* begin Source passage *

Saturday, November 11, 2023

Pleased to meet you, hope you guess my name

I very rarely go out for breakfast, but this morning I just thought I would. Then, when I was about halfway to my intended destination, I began feeling a magnetic tug in the opposite direction. The only thing I can really compare it to is an experience I had several months ago when I found a fledgling dove, alone and in distress, and it somehow communicated its homing instinct to me by a sort of psychic rapport; I "followed the tug" and successfully returned it to its parents.

This time, the tug took me to a small bakery and café. I ordered a coffee and a croissant, found a table, and took a seat. I glanced up at the wall opposite me, and it was with a mixture of excitement and foreboding that I saw a sync-fairy calling card: a small framed photograph of the Empire State Building:


Next to it was a photo of a fingerpost with signs in Russian saying how many kilometers it was to Leningrad, Moscow, Berlin, and Vladivostok; based on the distances given -- only 35 km to St. Petersburg -- it must have been taken somewhere in the Leningrad Oblast (which is still called Leningrad even though the city's name has been changed back).

* end Source passage *
* begin Extracted data *

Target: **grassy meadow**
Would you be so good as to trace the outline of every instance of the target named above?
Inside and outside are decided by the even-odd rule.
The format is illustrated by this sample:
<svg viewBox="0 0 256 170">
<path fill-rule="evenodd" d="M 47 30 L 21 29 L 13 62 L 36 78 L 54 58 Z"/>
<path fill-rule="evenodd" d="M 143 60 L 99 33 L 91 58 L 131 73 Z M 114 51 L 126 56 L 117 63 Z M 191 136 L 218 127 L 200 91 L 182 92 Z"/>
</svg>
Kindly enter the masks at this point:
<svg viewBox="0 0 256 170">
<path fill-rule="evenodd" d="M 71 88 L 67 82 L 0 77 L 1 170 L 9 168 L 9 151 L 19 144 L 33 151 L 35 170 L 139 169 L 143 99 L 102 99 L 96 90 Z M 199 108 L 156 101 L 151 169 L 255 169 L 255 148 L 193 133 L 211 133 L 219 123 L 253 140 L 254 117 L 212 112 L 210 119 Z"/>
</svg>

* end Extracted data *

Directive | In the stretch from "I very rarely" through "to its parents." in the post about the morning café visit, swap "fledgling dove" for "young sparrow" and write the passage out again.

Written response |
I very rarely go out for breakfast, but this morning I just thought I would. Then, when I was about halfway to my intended destination, I began feeling a magnetic tug in the opposite direction. The only thing I can really compare it to is an experience I had several months ago when I found a young sparrow, alone and in distress, and it somehow communicated its homing instinct to me by a sort of psychic rapport; I "followed the tug" and successfully returned it to its parents.